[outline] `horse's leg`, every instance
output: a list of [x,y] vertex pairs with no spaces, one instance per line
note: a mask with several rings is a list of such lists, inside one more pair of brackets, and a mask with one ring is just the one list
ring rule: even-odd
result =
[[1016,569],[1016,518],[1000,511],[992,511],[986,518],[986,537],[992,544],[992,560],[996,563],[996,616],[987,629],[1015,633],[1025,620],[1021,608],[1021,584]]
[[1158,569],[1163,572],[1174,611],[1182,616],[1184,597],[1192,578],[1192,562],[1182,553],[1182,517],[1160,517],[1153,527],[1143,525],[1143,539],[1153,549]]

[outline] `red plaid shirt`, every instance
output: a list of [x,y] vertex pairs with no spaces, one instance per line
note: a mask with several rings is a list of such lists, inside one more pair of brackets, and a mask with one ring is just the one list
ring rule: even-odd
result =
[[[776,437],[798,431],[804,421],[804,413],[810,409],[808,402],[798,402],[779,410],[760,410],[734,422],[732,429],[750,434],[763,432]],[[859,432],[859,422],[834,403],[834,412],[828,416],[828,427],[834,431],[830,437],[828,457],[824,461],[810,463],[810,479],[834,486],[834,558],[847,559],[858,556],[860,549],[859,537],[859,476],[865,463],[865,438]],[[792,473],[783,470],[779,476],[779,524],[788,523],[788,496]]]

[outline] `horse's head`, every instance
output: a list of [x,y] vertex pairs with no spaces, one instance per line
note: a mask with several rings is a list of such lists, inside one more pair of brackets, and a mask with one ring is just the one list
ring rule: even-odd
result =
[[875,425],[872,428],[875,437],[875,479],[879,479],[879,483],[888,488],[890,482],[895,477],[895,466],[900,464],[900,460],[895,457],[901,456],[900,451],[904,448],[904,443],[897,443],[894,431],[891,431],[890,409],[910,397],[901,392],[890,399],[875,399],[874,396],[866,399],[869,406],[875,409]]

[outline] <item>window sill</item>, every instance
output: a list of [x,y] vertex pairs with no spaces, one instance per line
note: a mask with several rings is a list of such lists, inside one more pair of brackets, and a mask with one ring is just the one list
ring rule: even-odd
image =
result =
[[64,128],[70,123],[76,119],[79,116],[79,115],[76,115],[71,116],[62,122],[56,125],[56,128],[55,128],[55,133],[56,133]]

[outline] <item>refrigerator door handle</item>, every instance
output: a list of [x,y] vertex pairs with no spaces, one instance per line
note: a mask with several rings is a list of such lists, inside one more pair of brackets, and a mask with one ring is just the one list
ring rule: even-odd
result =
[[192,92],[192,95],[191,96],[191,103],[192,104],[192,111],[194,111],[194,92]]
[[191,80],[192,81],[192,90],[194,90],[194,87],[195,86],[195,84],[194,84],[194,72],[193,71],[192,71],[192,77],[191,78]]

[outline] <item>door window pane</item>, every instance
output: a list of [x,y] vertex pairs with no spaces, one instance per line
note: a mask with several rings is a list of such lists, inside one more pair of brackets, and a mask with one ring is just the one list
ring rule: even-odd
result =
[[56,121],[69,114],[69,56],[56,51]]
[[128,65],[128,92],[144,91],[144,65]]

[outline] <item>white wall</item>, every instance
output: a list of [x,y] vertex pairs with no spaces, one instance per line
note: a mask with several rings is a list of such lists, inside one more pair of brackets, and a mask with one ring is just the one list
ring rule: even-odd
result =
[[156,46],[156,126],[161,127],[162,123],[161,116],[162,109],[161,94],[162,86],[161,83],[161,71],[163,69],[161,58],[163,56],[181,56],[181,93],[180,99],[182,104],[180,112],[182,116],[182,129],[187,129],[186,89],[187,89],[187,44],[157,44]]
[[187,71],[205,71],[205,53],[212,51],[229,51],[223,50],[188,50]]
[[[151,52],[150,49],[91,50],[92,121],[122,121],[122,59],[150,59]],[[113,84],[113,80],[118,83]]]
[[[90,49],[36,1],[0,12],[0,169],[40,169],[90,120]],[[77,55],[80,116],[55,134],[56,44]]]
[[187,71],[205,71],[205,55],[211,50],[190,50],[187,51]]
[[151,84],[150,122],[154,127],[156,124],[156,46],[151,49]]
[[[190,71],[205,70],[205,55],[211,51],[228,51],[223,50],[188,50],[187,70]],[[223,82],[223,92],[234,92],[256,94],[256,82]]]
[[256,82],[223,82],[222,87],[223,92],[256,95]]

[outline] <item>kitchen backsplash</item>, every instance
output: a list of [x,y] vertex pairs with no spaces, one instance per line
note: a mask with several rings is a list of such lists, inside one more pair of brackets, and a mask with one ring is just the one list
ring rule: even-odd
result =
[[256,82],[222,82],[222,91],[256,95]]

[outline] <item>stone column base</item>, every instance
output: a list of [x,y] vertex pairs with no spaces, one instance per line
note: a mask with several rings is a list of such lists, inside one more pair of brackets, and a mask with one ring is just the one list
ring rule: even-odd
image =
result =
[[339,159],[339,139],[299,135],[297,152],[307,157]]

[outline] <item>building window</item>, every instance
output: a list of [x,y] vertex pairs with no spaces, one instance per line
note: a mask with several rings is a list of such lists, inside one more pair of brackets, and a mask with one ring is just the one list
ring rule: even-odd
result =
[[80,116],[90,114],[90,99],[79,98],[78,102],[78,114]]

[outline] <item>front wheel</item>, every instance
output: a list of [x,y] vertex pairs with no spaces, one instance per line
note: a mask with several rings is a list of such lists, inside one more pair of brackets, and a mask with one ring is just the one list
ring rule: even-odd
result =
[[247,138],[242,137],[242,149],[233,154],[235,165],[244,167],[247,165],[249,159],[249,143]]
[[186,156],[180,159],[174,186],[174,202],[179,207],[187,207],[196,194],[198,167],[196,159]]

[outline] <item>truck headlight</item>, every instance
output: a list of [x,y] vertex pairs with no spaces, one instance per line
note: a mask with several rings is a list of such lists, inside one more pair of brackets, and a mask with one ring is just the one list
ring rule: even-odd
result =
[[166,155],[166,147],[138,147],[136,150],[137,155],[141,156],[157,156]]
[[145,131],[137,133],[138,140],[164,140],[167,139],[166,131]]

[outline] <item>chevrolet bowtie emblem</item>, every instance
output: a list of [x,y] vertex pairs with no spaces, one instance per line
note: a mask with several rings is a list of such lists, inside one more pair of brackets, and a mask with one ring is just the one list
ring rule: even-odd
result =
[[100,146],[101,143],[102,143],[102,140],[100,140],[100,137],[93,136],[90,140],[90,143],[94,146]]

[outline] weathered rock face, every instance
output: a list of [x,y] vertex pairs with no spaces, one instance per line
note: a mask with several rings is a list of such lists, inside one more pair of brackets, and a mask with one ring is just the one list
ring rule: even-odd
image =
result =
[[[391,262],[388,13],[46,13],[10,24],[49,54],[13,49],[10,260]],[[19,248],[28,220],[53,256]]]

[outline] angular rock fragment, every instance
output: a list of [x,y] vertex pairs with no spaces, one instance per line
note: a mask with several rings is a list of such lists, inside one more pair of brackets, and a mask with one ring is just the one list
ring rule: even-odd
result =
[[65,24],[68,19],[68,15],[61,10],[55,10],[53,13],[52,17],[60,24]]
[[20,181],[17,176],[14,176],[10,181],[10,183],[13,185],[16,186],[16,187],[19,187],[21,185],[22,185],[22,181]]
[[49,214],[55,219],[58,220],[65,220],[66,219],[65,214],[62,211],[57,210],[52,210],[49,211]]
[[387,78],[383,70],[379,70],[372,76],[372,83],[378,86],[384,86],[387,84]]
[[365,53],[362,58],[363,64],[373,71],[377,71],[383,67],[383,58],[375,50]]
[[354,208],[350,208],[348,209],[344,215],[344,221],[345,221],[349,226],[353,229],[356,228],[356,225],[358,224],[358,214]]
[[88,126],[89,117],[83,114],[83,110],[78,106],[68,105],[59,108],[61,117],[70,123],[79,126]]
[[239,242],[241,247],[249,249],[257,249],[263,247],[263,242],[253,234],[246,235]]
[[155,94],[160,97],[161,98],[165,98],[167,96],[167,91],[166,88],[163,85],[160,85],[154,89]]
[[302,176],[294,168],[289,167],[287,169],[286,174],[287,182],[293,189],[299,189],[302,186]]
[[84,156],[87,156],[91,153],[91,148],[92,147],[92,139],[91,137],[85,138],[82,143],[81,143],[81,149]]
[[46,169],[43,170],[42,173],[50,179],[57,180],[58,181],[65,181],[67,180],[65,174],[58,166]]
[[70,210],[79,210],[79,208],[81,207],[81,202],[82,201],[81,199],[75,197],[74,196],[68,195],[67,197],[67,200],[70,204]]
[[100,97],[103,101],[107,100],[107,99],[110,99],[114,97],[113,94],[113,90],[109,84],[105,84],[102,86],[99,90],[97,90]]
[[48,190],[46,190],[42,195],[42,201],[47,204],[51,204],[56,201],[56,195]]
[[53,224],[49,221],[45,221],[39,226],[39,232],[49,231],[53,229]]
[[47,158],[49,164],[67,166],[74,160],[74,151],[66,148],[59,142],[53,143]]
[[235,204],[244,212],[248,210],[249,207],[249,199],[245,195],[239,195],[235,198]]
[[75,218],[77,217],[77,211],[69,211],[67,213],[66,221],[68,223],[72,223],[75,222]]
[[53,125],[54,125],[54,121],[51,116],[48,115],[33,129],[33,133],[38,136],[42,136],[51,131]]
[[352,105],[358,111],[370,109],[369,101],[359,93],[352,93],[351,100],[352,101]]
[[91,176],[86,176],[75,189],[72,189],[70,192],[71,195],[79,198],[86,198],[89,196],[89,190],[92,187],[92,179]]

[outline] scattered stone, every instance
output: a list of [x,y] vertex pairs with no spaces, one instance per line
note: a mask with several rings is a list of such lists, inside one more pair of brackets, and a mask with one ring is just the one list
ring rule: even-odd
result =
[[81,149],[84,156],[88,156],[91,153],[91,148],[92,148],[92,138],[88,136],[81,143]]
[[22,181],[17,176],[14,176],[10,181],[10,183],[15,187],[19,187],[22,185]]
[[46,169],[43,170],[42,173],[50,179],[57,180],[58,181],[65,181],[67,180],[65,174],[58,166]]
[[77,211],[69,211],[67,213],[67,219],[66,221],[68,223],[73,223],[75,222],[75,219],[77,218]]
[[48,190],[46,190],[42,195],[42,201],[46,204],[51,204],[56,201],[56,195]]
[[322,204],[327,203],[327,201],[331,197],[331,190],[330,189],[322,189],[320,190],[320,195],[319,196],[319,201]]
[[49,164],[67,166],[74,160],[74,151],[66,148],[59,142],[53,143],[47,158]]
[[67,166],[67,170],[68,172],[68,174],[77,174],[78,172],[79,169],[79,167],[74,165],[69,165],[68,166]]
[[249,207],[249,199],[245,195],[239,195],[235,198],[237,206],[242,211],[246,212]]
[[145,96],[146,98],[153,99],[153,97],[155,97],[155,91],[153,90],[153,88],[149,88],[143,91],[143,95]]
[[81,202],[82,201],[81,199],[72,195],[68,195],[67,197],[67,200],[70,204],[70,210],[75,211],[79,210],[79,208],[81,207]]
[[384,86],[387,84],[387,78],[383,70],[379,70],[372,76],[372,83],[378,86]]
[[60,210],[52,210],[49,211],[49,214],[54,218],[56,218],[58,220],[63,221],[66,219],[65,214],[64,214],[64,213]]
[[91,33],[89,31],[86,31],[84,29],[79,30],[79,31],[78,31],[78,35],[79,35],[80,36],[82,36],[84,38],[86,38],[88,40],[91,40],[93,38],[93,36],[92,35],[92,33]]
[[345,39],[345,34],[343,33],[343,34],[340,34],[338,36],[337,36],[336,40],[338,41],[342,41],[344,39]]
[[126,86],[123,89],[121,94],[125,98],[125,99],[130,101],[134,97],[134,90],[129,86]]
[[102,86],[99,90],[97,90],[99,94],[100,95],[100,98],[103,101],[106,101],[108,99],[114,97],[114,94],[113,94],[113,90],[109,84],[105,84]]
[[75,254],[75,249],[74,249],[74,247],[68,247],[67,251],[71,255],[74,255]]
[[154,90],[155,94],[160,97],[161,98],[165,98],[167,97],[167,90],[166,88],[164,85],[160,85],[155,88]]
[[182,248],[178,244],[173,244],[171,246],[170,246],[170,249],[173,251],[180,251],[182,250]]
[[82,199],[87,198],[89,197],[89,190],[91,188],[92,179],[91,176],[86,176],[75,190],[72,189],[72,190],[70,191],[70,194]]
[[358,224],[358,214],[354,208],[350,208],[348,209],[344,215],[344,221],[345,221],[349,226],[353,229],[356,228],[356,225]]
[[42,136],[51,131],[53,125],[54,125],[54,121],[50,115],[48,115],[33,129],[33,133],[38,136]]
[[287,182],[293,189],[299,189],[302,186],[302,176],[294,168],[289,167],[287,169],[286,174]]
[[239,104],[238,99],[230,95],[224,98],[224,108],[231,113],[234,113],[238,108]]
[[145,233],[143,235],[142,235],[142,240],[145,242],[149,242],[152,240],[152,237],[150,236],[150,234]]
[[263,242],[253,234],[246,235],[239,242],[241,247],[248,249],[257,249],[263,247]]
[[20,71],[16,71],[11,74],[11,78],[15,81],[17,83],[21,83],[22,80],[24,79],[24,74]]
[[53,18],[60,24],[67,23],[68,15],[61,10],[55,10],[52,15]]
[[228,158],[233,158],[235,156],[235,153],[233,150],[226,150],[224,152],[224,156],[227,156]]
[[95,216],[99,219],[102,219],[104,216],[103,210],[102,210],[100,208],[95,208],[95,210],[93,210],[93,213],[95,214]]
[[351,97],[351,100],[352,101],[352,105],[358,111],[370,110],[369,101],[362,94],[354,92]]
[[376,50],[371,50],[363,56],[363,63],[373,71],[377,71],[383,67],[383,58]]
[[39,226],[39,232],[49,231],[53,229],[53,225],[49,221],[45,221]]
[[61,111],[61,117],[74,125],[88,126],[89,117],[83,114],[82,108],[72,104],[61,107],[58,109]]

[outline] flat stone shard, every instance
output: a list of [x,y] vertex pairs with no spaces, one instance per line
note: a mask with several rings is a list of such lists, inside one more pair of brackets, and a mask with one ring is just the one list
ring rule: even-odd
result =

----

:: Challenge ::
Put the lines of the records from the one containing "[outline] <item>door window" through the one containing "[[128,65],[128,92],[144,91],[144,65]]", both included, into a Markdown table with the columns Index and Entry. Number each line in Index, put its text in Entry, and leave out any blank lines.

:: Response to this task ::
| Index | Entry |
|---|---|
| 1 | [outline] <item>door window pane</item>, every instance |
| 2 | output: a list of [x,y] vertex pairs with no spaces, one instance per line |
| 3 | note: a mask with several rings is a list of such lists, inside one more pair of brackets, and a mask with one ring is just the one list |
| 4 | ring rule: even-odd |
| 5 | result = |
| 6 | [[56,121],[69,114],[69,56],[56,51]] |
| 7 | [[128,65],[128,92],[144,91],[144,65]] |